■ **Requirements**
Copy the passage about speech in the towns between "It is therefore" and "on by Jews.", inclusive, changing "garrisons" to "outposts".

■ **Extract to read**
It is therefore in the towns only that we can expect to find a mixture of speech, resulting from a mixture of inhabitants; and to their history must we look for the evidence of its operation. But in the first instance, the Norman garrisons, and such colonies of their countrymen as may have been settled under their protection, were effectually separated from the native inhabitants, by contempt on one side, by fear on the other, and on both by opposition of interests. The two nations formed separate and hostile societies: they were in a state of juxta-position, but without intercourse. Even their commercial relations were very trifling, the internal as well as external trade of the country being principally carried on by Jews.

■ **Source excerpt**
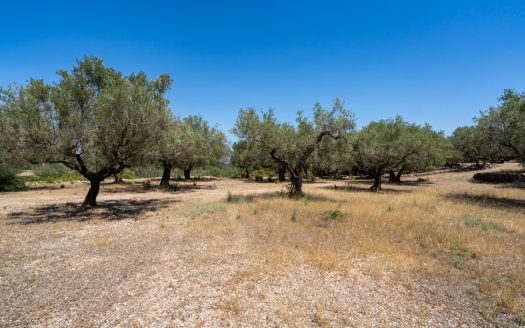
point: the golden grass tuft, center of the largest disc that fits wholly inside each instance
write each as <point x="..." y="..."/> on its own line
<point x="423" y="231"/>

■ **Full response**
It is therefore in the towns only that we can expect to find a mixture of speech, resulting from a mixture of inhabitants; and to their history must we look for the evidence of its operation. But in the first instance, the Norman outposts, and such colonies of their countrymen as may have been settled under their protection, were effectually separated from the native inhabitants, by contempt on one side, by fear on the other, and on both by opposition of interests. The two nations formed separate and hostile societies: they were in a state of juxta-position, but without intercourse. Even their commercial relations were very trifling, the internal as well as external trade of the country being principally carried on by Jews.